### Task directions
Among the lines below, list those containing the string "negative".

(Data excerpts)
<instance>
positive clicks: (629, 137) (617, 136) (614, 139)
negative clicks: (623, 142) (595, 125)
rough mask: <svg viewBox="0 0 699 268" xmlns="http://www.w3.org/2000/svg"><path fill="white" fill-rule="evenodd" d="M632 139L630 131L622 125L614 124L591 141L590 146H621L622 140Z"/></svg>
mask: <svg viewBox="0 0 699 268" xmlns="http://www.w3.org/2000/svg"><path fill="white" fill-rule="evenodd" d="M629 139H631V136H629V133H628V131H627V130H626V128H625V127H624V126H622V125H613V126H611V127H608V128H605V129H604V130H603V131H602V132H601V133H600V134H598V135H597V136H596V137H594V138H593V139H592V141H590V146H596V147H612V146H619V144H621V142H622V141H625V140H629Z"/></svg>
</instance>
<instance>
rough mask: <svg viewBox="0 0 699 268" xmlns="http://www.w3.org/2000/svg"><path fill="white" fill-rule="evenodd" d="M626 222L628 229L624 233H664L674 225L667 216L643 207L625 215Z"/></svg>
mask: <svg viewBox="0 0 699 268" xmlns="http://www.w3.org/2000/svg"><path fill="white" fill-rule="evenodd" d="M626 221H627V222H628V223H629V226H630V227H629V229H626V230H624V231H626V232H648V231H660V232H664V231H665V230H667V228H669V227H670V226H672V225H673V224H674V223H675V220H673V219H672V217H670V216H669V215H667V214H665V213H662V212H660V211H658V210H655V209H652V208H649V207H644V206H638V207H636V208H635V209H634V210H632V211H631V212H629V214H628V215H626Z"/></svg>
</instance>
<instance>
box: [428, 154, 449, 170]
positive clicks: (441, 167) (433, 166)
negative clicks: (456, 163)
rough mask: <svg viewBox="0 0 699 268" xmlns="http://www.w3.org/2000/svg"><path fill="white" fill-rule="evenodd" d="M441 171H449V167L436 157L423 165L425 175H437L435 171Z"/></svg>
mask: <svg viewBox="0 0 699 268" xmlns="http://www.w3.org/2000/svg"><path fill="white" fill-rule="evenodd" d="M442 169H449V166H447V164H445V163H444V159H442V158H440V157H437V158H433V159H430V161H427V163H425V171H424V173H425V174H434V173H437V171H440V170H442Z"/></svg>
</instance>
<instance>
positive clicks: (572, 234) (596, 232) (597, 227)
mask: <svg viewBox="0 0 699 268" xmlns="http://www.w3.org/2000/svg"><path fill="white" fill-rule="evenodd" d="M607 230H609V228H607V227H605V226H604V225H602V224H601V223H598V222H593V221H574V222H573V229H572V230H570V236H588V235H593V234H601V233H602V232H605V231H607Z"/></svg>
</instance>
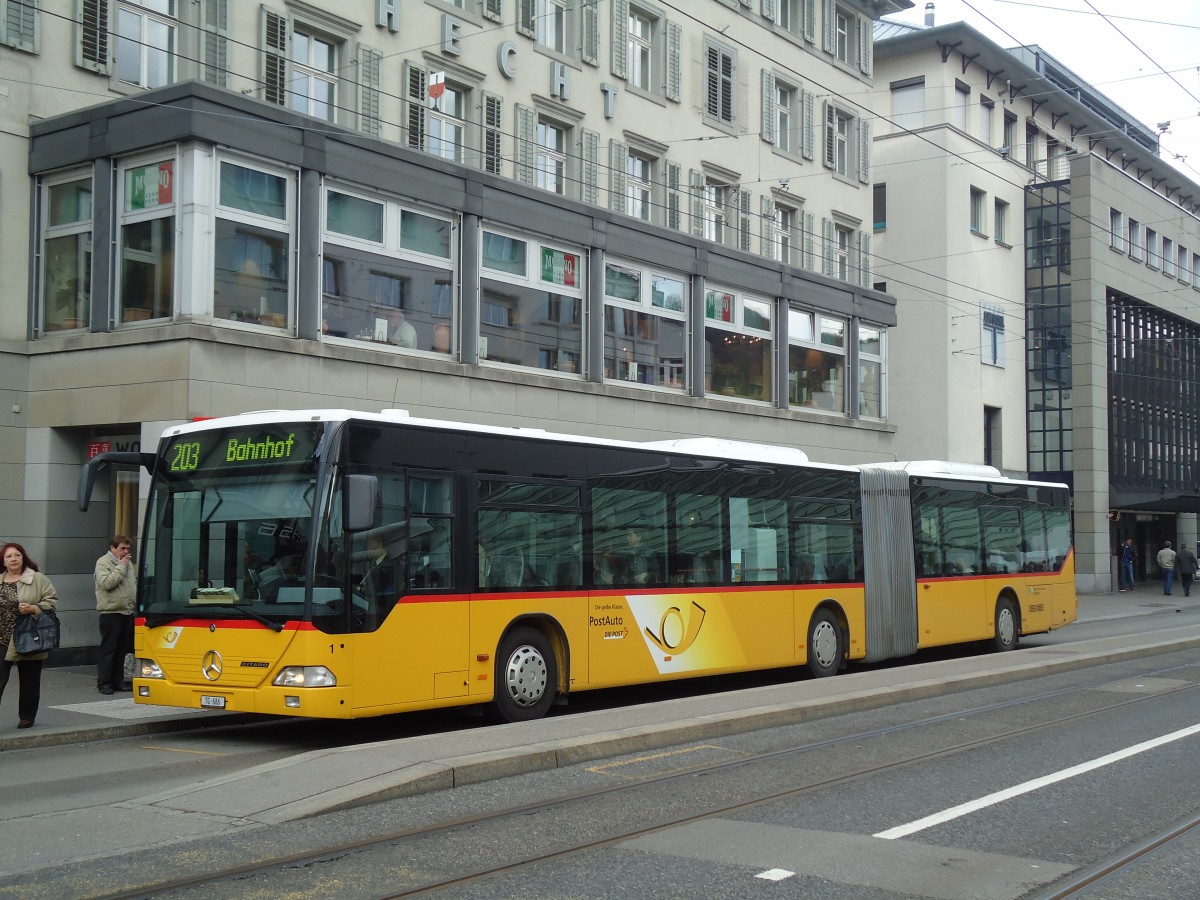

### Result of the exercise
negative clicks: (623, 142) (595, 125)
negative clicks: (456, 163)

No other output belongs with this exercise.